=== Point labeling examples ===
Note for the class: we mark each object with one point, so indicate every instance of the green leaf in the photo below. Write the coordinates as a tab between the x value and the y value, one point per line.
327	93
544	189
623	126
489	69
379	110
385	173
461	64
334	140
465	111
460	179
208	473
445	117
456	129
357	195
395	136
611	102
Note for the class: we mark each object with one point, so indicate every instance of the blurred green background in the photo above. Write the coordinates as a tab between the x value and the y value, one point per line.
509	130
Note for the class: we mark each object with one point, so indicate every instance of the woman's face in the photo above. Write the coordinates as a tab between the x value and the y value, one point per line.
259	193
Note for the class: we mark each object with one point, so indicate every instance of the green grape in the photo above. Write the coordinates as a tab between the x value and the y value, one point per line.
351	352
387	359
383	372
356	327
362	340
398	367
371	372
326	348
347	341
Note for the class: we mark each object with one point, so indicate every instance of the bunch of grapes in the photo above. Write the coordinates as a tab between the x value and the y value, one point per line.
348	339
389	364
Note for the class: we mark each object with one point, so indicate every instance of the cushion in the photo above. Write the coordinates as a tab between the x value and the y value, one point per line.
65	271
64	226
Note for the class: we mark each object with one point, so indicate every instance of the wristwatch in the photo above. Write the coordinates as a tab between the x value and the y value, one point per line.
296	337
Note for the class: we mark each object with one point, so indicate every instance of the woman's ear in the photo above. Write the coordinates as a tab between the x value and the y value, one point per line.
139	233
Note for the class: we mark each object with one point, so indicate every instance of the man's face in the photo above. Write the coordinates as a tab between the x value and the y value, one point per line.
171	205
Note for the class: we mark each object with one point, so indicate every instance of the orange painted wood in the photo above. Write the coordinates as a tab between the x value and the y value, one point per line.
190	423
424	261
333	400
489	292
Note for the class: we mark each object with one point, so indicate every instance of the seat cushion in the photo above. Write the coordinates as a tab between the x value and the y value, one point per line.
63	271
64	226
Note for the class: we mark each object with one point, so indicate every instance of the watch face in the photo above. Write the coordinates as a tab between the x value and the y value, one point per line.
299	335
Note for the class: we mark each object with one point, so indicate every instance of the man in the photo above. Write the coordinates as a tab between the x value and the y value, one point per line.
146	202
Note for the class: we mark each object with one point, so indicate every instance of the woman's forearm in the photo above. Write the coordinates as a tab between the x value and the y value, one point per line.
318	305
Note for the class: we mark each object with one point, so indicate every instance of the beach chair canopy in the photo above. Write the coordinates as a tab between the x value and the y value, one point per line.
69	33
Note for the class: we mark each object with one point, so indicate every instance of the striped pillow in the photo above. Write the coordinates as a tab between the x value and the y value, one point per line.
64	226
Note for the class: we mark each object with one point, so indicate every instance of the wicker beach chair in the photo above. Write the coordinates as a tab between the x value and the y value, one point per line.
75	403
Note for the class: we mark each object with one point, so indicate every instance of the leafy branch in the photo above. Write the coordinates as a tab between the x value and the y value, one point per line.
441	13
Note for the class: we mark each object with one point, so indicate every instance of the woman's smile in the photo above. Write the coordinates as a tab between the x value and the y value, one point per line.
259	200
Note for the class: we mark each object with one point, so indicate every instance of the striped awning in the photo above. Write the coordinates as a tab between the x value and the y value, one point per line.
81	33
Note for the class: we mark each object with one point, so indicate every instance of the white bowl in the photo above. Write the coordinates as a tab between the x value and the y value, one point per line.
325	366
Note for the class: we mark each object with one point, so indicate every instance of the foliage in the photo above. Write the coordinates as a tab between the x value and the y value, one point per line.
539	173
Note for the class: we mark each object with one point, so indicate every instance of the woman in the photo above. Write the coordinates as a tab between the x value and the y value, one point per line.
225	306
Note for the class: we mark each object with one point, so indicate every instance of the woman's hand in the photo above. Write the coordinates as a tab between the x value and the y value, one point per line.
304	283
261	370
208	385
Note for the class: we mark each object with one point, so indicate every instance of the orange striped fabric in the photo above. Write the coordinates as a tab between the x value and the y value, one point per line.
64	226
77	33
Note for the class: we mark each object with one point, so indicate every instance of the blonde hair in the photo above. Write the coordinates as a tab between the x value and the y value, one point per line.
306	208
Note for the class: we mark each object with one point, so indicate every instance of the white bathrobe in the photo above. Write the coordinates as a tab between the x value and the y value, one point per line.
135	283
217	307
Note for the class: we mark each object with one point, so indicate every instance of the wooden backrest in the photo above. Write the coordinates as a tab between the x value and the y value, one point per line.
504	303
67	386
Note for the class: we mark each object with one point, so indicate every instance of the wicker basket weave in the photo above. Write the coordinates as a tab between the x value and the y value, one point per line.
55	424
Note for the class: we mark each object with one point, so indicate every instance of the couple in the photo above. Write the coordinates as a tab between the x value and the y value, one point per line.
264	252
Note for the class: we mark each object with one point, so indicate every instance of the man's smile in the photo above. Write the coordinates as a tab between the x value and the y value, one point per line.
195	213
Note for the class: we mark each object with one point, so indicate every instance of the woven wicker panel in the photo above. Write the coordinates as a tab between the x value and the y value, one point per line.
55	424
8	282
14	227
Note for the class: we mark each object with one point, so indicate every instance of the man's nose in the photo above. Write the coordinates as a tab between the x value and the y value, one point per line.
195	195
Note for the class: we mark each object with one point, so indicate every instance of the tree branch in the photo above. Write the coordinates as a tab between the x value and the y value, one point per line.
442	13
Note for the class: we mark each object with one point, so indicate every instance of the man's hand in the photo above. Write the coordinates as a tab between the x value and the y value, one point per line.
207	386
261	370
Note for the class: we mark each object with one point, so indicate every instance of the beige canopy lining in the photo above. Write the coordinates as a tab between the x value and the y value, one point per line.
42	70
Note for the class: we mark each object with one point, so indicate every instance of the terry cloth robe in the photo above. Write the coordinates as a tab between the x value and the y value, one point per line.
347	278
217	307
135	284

=== INSTRUCTION ===
Turn every line of the items above into a numbered list, omitting any blank lines.

=== RESULT OF THE TASK ===
1. Note for the class: we mark each object with one point, so indicate every instance of the green leaf in the photo below. Write the coordinates as a tab between the x value and the y value, one point per line.
2. 327	93
3. 544	189
4. 623	126
5. 489	69
6. 379	110
7. 385	173
8. 461	64
9. 334	140
10. 465	111
11. 460	179
12. 208	473
13. 445	117
14. 456	129
15. 357	195
16. 395	136
17. 611	102
18. Note for the class: we mark each object with one point, so indicate every instance of the blurred green background in the photo above. Write the coordinates as a tab between the x value and the y value, one point per line.
19. 509	130
20. Note for the class: we mark each object with one point, so indicate every instance of the woman's face in the photo above. Write the coordinates as a tab between the x value and the y value, one point per line.
21. 259	193
22. Note for the class: we mark each object with one point, so indicate every instance of the green grape in the photo above. Write the coordinates as a tab between the x value and the y value, one point per line.
23. 351	352
24. 387	359
25. 383	372
26. 356	327
27. 362	340
28. 398	367
29. 371	372
30. 326	348
31. 347	341
32. Note for the class: we mark each object with one point, so indicate every instance of the bunch of grapes in the photo above. Write the coordinates as a tab between the x value and the y value, one point per line.
33. 348	339
34. 389	364
35. Note for the class: we mark each object with one point, so indicate every instance of the cushion in the photo above. Write the coordinates as a tab between the x value and the y value, one point per line.
36. 65	271
37. 64	226
38. Note for the class: we mark each object with one point, so indicate every instance of the wristwatch in the photo above. Write the coordinates as a tab between the x value and the y value, one point per line.
39. 296	337
40. Note for the class: we mark each object with one point, so indicate every instance of the woman's ear in the photo above. Write the coordinates as a tab between the x value and the y value, one point per line.
41. 139	233
42. Note for the class: we mark each object with one point, so indicate every instance of the man's face in the photo above. Write the coordinates as a tab between the x value and the y value, one point per line.
43. 171	205
44. Note for the class: we mark each object with one point, so indicate every instance of the orange painted wood in the photo above. Write the coordinates as a tab between the x value and the y value, one point per line.
45. 190	423
46. 424	261
47. 333	400
48. 489	292
49. Note for the class: we mark each object with one point, so indicate every instance of the seat cushion in the photo above. Write the coordinates as a tab between the x value and the y value, one point per line.
50. 63	271
51. 64	226
52. Note for the class: we mark each object with one point, so indicate every instance of the watch face in the photo above. Write the coordinates as a tab between the x value and the y value, one point per line.
53. 299	335
54. Note for the class: we mark each object with one point, so indicate every instance of the man in the photo above. Write the coordinates as a tab between the x value and the y value, one point per line.
55. 146	202
56. Note for the class: we mark each object with one point, so indicate every instance of the woman's forearm in the photo above. Write the coordinates as a tab between the x value and the y value, one point per line.
57. 318	305
58. Note for the class: we mark each object with one point, so indicate every instance of the beach chair canopy in the photo above. Write the coordinates as a tab between the x value and the y value, one point per line.
59. 69	33
60. Note for the class: we mark each object with one point, so indicate every instance of the striped pillow in the photo above. Write the coordinates as a tab between the x value and the y value, one point per line.
61. 64	226
62. Note for the class: we mark each object with one point, so indicate every instance of the wicker beach chair in the photo above. Write the coordinates as a tab between the x value and the y value, one point per line.
63. 75	403
64. Note for the class: we mark each object with one point, so indicate every instance of the leafy branch in the photo above. Write the coordinates as a tab between the x value and the y value, one point per line.
65. 441	13
66. Note for the class: we mark each object with one point, so indicate every instance of the woman's smile in the photo above. Write the coordinates as a tab between the x value and the y value, one point per line.
67. 259	200
68. Note for the class: we mark each object with one point, so indicate every instance of the striped awning in the photo above. Write the coordinates as a tab between the x value and the y value, one point per line.
69. 81	33
70. Note for the class: we mark each object with one point, so indicate every instance of the white bowl in the photo above. Write the coordinates as a tab between the x value and the y value, one point per line.
71. 325	366
72. Note for the class: we mark each object with one point, so indicate every instance of the foliage in the photo above. Write the coordinates as a tab between the x value and the y value, one point per line.
73. 539	173
74. Note for the class: we mark each object with one point, so indicate every instance of the woman in the photo above. Write the coordinates as a tab between the x value and the y value, one point per line.
75. 225	306
76. Note for the class: we mark each object with one point, so indicate every instance of the woman's hand in the photo above. Write the coordinates as a tab between the x value and the y value, one point per line.
77. 304	283
78. 261	370
79. 208	385
80. Note for the class: we mark each object with one point, so indicate every instance of the orange striped fabric in the photo above. Write the coordinates as a tab between the x value and the y value, one point per line.
81. 64	226
82. 77	33
83. Note for the class: we mark each object with one point, so indicate every instance of the blonde hair in the photo above. Write the coordinates as a tab between the x value and the y value, one point per line.
84. 306	208
85. Note for the class: we mark each object with one point, so indicate every instance of the white bathrobe in the photo above. Write the coordinates as a tab between the x value and the y value, one point per line.
86. 135	283
87. 217	307
88. Note for the class: we mark each object with one point, so indicate every instance of the wooden backrest in the photo above. Write the coordinates as a tab between the x value and the y value, one point per line.
89. 504	303
90. 67	386
91. Note for the class: we mark each object with one point, so indicate every instance of the wicker basket weave in the photo above. Write the coordinates as a tab between the x value and the y value, one point per line.
92. 55	424
93. Note for the class: we mark each object with one point, so indicate every instance of the couple in the photo above. Write the coordinates as a tab between the x value and the y value, one point per line.
94. 264	252
95. Note for the class: we mark each object with one point, so indicate every instance of the man's smile in the photo above. Write the coordinates as a tab between the x value and the y value, one point per line.
96. 195	213
97. Note for the class: we mark each object with one point, so indicate every instance of the woven wicker panel in the photo above. Write the coordinates as a tab between the x value and the y value, one point per line.
98. 55	424
99. 8	282
100. 14	227
101. Note for the class: we mark each object with one point, so indicate every instance of the man's nose in the photo above. Write the coordinates as a tab between the x value and the y value, one point per line.
102. 195	195
103. Note for the class: we mark each object with one point, so indicate every instance of the tree branch in the photo above. Write the coordinates as a tab between the x value and the y value, one point per line.
104. 442	13
105. Note for the class: we mark each object with one point, so indicate every instance of the man's hand in the photo above. Write the coordinates as a tab between the x value and the y value, one point per line.
106. 207	386
107. 261	370
108. Note for the class: we mark each object with one point, so indicate every instance of the beige canopy lining in the photo above. Write the coordinates as a tab between the x value and the y value, one point per line.
109. 42	70
110. Note for the class: we mark each object with one point, so indicate every instance of the terry cloth robe in the photo above. Write the coordinates as a tab between the x value and the y value, one point per line.
111. 347	278
112. 217	307
113. 135	284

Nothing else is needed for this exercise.